Task to carry out
In your copy, repeat each record exactly and include no pictures.

Listed entries
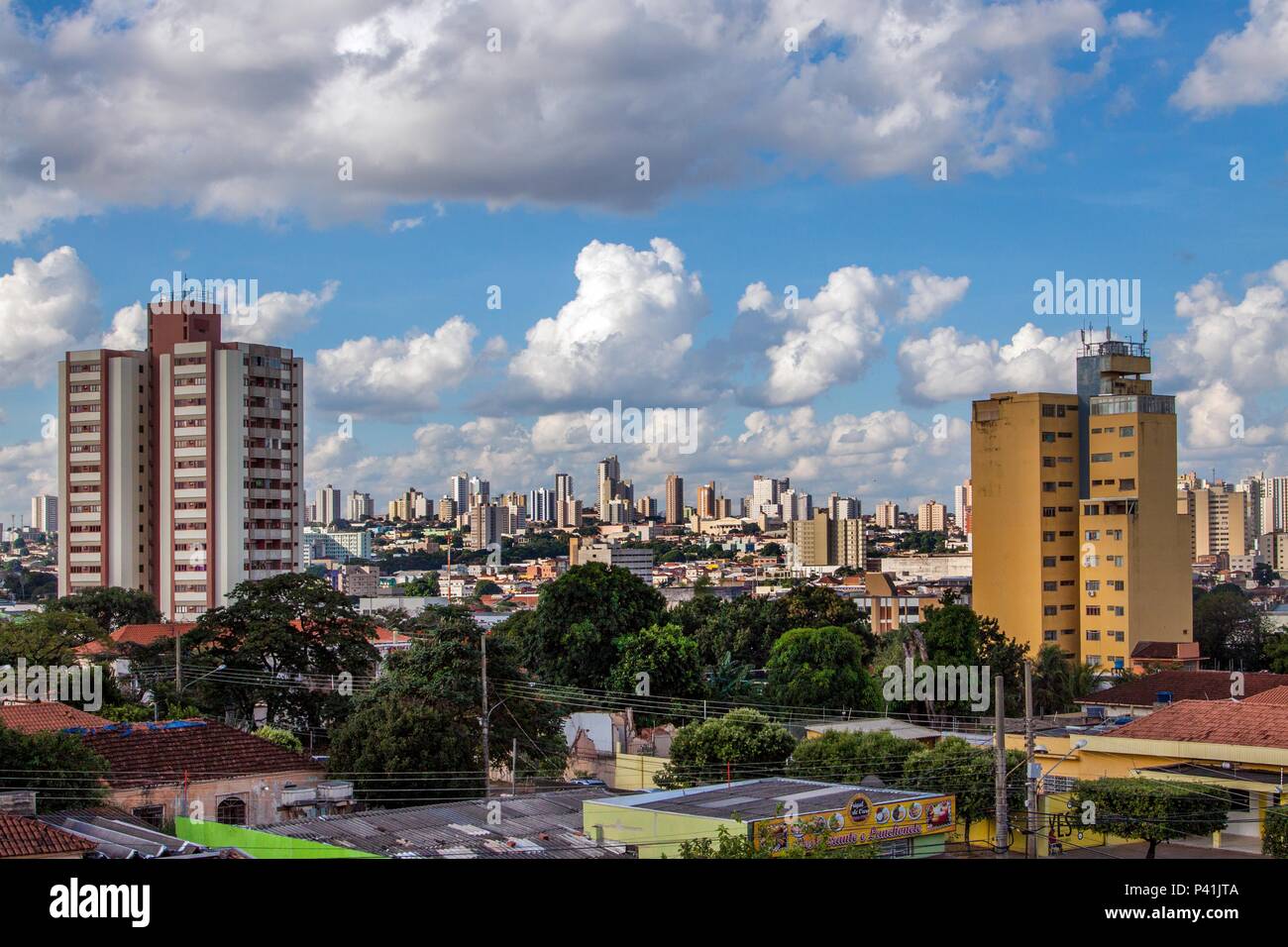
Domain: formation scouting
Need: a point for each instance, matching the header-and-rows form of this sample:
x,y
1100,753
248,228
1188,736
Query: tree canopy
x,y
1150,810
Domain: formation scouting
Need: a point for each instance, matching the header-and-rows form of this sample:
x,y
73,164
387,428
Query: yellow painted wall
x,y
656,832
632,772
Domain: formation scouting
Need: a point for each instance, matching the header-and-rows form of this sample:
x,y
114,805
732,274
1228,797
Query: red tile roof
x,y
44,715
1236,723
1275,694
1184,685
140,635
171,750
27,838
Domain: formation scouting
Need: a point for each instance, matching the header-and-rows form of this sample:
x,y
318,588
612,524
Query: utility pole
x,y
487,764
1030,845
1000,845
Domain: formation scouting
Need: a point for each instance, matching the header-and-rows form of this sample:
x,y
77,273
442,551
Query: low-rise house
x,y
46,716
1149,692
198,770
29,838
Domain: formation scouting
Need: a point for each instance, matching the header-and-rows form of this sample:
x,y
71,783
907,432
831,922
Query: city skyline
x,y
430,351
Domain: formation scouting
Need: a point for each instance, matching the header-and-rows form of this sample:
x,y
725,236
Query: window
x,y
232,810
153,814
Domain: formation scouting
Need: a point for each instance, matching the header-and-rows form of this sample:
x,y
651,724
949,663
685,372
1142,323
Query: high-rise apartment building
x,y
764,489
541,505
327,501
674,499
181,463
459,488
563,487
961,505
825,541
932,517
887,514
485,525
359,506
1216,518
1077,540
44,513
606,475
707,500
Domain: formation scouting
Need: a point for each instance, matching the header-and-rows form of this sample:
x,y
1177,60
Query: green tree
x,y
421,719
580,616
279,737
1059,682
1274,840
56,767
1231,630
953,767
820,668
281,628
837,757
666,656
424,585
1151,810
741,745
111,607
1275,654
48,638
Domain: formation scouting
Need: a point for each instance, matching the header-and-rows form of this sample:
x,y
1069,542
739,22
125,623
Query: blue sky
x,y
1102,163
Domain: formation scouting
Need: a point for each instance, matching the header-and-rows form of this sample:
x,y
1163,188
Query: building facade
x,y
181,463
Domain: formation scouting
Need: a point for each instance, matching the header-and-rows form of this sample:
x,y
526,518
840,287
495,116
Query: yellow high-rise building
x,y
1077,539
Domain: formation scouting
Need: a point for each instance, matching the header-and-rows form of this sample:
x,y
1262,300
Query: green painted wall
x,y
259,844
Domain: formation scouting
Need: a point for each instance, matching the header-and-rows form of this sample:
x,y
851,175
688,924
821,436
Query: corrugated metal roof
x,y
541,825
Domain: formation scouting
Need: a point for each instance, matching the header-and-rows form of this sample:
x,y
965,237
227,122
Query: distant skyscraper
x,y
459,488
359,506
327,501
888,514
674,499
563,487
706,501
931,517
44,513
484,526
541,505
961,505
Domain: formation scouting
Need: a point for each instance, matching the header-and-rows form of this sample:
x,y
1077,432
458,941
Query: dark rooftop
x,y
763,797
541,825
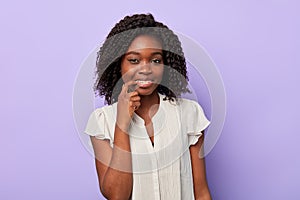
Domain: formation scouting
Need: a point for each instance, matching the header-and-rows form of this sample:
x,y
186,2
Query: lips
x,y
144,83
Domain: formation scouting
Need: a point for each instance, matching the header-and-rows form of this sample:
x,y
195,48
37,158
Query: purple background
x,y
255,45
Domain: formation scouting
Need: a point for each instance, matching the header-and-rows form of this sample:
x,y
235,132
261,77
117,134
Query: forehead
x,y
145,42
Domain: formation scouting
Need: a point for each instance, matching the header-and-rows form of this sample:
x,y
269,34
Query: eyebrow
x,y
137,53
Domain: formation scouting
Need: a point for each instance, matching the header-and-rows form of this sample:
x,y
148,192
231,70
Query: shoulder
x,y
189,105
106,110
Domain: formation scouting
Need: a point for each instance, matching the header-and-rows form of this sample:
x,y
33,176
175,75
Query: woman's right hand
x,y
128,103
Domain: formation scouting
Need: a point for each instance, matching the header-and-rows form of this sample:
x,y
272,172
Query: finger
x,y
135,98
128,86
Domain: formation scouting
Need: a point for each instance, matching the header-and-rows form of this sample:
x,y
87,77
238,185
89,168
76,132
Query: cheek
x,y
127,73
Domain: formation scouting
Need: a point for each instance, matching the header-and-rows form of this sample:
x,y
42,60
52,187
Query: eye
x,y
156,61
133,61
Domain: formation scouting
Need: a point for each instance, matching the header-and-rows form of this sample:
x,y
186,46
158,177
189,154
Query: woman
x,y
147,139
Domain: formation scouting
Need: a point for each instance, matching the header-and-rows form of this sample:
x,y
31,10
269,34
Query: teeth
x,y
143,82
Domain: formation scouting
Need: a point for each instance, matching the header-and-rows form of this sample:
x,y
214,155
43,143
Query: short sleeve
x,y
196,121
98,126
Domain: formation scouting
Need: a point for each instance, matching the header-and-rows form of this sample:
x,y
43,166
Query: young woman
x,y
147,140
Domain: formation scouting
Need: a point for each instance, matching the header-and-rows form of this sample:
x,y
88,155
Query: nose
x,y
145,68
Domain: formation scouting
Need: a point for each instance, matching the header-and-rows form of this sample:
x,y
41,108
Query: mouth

Answer area
Domain: formation scouting
Need: a point for each instance, matching the header-and-rows form of this sample:
x,y
1100,753
248,228
1188,736
Query: tree canopy
x,y
1150,810
Domain: formation scouting
Need: a point for each instance, matching the header-and-rows form of this sample:
x,y
73,164
387,428
Query: yellow painted wall
x,y
656,832
632,772
Domain: formation scouting
Need: a point for each instance, matching the header-and-rows form of this sample:
x,y
114,805
732,274
1228,797
Query: red tile roof
x,y
44,715
1236,723
1275,694
1184,685
140,635
171,750
27,838
Domain: formation scouting
Need: a point for each instance, matching the header-and-rows form of this sample:
x,y
318,588
612,524
Query: utility pole
x,y
487,764
1030,845
1000,845
Domain: formation scouting
Need: a point for each instance, matching the header-and-rows form of this sample:
x,y
77,273
442,551
Query: low-rise house
x,y
46,716
1149,692
198,770
29,838
Domain: formation scouting
Need: a point for each instance, matching the header-and-rows form of this sample:
x,y
71,783
907,432
831,922
Query: city skyline
x,y
430,351
Domain: formation scouting
Need: a point for each instance, matching the header-and-rows form of this sample:
x,y
725,236
Query: window
x,y
232,810
153,814
Domain: formation scouting
Need: a point for each instance, matching the header-and-rows form of this sample:
x,y
651,724
949,663
685,372
1142,323
Query: high-rise apartment building
x,y
764,489
541,505
327,501
674,499
181,463
459,488
563,487
961,505
825,541
932,517
887,514
485,525
359,506
1216,518
1077,540
44,513
606,475
707,500
Domain: formation scouting
Need: a point for each instance, matching the header-and-rows form of this sample:
x,y
1177,60
Query: green tree
x,y
421,719
580,616
279,737
1059,682
1274,840
56,767
1231,630
953,767
820,668
281,628
837,757
666,656
424,585
1151,810
741,745
111,607
1275,654
48,638
Domain: formation scouting
Need: a point for each instance, matching the header-and-rows form of this sample:
x,y
1069,542
739,22
125,623
Query: blue sky
x,y
1102,163
Domain: formation scouting
Need: a point for each instance, matching the header-and-rows form of this sample:
x,y
1163,188
Query: building facade
x,y
181,463
Domain: formation scouting
Need: a point for each instance, matching the header-and-rows form of this sample:
x,y
526,518
840,287
495,116
Query: yellow high-rise building
x,y
1077,539
Domain: formation scouting
Need: a point for each instance, matching the header-and-rows form of this sample:
x,y
1262,300
Query: green painted wall
x,y
259,844
Domain: formation scouting
Need: a point for each instance, matching the header-and-rows form of this sample:
x,y
851,175
688,924
821,436
Query: corrugated metal roof
x,y
541,825
Domain: formation scouting
Need: a point for each instance, matching the header-and-rows form of this sample:
x,y
965,237
227,122
Query: distant skyscraper
x,y
459,488
359,506
327,501
888,514
674,499
563,487
706,501
931,517
44,513
484,526
541,505
961,505
Domain: formation scouting
Need: a point for each instance, matching the header-and-rows form of this sample:
x,y
1077,432
458,941
Query: dark rooftop
x,y
763,797
541,825
Domain: formation scouting
Need: a point for each instance, matching the header-and-rows form of this sample:
x,y
186,2
Query: lips
x,y
144,83
Domain: formation scouting
Need: a point for each instance, matching the header-and-rows form of this sample:
x,y
195,48
37,158
Query: purple background
x,y
255,45
Domain: formation scouting
Need: a point for each instance, matching the header-and-rows form of this sample:
x,y
235,132
261,77
117,134
Query: forehead
x,y
145,42
Domain: formation scouting
Need: a point for each instance, matching the header-and-rows form of this sample:
x,y
269,34
Query: eyebrow
x,y
137,53
Domain: formation scouting
Need: a point for each instance, matching the header-and-rows form of this sample:
x,y
148,192
231,70
Query: shoulder
x,y
189,105
106,110
Domain: formation scouting
Need: a point for each instance, matching the header-and-rows form of this sample:
x,y
33,176
175,75
Query: woman's right hand
x,y
128,103
Domain: formation scouting
Need: a point for each instance, matching the header-and-rows form of this sample:
x,y
272,172
Query: finger
x,y
135,98
128,86
Domain: formation scouting
Need: a point for each instance, matching the header-and-rows form of this sample:
x,y
87,77
238,185
89,168
76,132
Query: cheek
x,y
127,73
Domain: formation scouting
Need: a point for each instance, matching the header-and-rows form of this sample:
x,y
42,60
52,187
Query: eye
x,y
156,61
133,61
Domain: formation scouting
Need: a point for each instance, matching the header-and-rows form of this sample:
x,y
186,46
158,177
189,154
Query: woman
x,y
147,139
Domain: formation scouting
Need: a point for each instance, matching the header-and-rows form of this sample:
x,y
31,10
269,34
Query: teeth
x,y
143,82
Domain: formation scouting
Need: a point for each instance, matching the header-and-rows form of this sample:
x,y
214,155
43,143
Query: short sleeve
x,y
196,121
98,126
Domain: formation scouting
Need: a point for each instance, matching the header-and-rows form of this sample:
x,y
43,166
Query: young woman
x,y
147,140
Domain: formation scouting
Need: a point for each instance, matching the header-and-rows form of this sample:
x,y
88,155
Query: nose
x,y
145,68
Domain: formation scouting
Need: a point for each instance, matching the header-and-rows form of this sample:
x,y
41,108
Query: mouth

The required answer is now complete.